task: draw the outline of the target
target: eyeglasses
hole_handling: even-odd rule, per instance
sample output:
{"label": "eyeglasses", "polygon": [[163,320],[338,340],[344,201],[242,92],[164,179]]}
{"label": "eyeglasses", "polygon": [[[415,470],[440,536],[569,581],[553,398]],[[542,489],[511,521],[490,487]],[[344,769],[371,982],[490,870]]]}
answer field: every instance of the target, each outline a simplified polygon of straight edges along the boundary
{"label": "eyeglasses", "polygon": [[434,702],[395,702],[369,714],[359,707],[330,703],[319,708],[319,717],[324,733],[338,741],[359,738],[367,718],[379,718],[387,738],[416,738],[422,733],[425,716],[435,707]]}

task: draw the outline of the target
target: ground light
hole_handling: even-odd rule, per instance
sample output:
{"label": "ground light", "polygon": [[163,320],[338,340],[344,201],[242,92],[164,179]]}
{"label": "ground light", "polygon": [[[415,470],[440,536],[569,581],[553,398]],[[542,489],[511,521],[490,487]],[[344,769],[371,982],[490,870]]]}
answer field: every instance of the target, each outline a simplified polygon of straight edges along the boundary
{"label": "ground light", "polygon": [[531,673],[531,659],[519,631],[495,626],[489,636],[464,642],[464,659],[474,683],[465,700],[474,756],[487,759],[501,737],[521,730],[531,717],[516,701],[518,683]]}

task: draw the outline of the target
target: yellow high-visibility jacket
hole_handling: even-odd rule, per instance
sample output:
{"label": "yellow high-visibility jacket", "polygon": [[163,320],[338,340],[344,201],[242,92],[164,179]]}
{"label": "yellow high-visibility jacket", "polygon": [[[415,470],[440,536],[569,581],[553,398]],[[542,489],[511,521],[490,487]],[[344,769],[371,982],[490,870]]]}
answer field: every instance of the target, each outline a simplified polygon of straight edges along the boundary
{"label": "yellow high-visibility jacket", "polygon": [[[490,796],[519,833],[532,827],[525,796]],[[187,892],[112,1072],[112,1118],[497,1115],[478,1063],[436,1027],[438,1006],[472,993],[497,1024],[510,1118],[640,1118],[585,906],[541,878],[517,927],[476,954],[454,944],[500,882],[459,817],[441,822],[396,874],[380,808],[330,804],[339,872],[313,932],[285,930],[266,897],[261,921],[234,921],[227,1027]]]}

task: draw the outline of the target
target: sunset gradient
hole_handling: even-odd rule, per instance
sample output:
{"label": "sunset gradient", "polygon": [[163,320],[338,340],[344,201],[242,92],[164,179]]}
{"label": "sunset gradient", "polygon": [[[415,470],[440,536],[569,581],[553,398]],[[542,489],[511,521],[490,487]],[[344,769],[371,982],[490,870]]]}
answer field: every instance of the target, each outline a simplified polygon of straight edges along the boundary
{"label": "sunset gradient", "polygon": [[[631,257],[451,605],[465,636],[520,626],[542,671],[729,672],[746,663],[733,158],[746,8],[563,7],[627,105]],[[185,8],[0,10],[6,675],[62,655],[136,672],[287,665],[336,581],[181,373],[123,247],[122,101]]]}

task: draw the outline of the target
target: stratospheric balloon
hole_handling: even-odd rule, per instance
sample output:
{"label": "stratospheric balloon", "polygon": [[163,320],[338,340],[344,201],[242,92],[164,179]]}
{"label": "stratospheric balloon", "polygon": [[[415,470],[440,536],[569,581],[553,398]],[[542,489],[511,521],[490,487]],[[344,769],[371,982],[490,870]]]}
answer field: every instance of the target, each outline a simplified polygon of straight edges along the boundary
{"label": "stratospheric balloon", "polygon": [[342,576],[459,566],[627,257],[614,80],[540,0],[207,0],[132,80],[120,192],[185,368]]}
============
To do - Transcribe every line of the data, exactly as it stands.

Result of this task -
task: draw the outline of the target
target: eyeglasses
hole_handling: even-odd rule, per instance
sample output:
{"label": "eyeglasses", "polygon": [[163,320],[338,340],[344,201],[242,92],[164,179]]}
{"label": "eyeglasses", "polygon": [[[415,470],[440,536],[569,581],[553,398]],[[542,489],[511,521],[490,487]],[[344,769],[371,982],[490,870]]]}
answer field: every instance of the target, each outline a simplified polygon of straight edges along the boundary
{"label": "eyeglasses", "polygon": [[434,702],[395,702],[369,714],[359,707],[330,703],[319,708],[319,717],[324,733],[338,741],[359,738],[367,718],[379,718],[387,738],[416,738],[422,733],[425,716],[435,707]]}

task: draw the outline of the target
target: ground light
hole_handling: even-odd rule, per instance
sample output:
{"label": "ground light", "polygon": [[163,320],[338,340],[344,201],[242,92],[164,179]]}
{"label": "ground light", "polygon": [[[415,470],[440,536],[569,581],[553,398]],[[542,489],[511,521],[490,487]],[[344,769],[371,982],[490,870]]]}
answer field: every instance of the target, each outline a simplified polygon of straight edges along the boundary
{"label": "ground light", "polygon": [[531,673],[531,659],[519,631],[495,626],[489,636],[464,642],[464,659],[474,683],[465,700],[474,756],[487,759],[501,737],[521,730],[531,717],[516,701],[518,683]]}

task: draw the outline of the target
target: yellow high-visibility jacket
hole_handling: even-odd rule, per instance
sample output:
{"label": "yellow high-visibility jacket", "polygon": [[163,320],[338,340],[344,201],[242,92],[164,179]]}
{"label": "yellow high-visibility jacket", "polygon": [[[415,470],[440,536],[569,581],[553,398]],[[542,489],[511,521],[490,487]],[[344,769],[371,982],[490,870]]]}
answer field: every instance of the target, each outline a simplified polygon of straight edges along the boundary
{"label": "yellow high-visibility jacket", "polygon": [[[490,796],[519,833],[532,827],[525,796]],[[187,892],[112,1072],[112,1118],[497,1115],[478,1063],[436,1027],[438,1006],[472,993],[497,1024],[510,1118],[640,1118],[585,906],[541,878],[517,927],[476,954],[454,944],[500,882],[459,817],[441,822],[396,874],[380,808],[330,804],[339,872],[313,932],[285,930],[266,897],[261,921],[234,921],[227,1027]]]}

task: draw the outline of the target
target: sunset gradient
hole_handling: even-odd rule, per instance
sample output:
{"label": "sunset gradient", "polygon": [[163,320],[338,340],[344,201],[242,92],[164,179]]}
{"label": "sunset gradient", "polygon": [[[415,470],[440,536],[569,581],[553,398]],[[542,489],[511,521],[490,487]],[[344,769],[371,982],[490,870]]]}
answer field: every instance of the target, each outline a simplified polygon of straight edges along the boundary
{"label": "sunset gradient", "polygon": [[[631,257],[451,605],[465,636],[520,626],[542,671],[729,672],[746,663],[733,158],[746,8],[563,7],[627,105]],[[185,8],[0,10],[6,675],[62,655],[136,672],[287,665],[336,581],[181,373],[123,247],[122,101]]]}

task: draw the outline of the target
target: stratospheric balloon
hole_handling: even-odd rule, per instance
sample output:
{"label": "stratospheric balloon", "polygon": [[163,320],[338,340],[344,201],[242,92],[164,179]]}
{"label": "stratospheric balloon", "polygon": [[[415,470],[440,536],[569,581],[553,398]],[[542,489],[511,521],[490,487]],[[344,769],[371,982],[490,870]]]}
answer field: every instance of the target, each outline a simplified polygon of straight edges along the boundary
{"label": "stratospheric balloon", "polygon": [[342,576],[459,566],[627,257],[614,80],[540,0],[207,0],[132,80],[120,192],[185,368]]}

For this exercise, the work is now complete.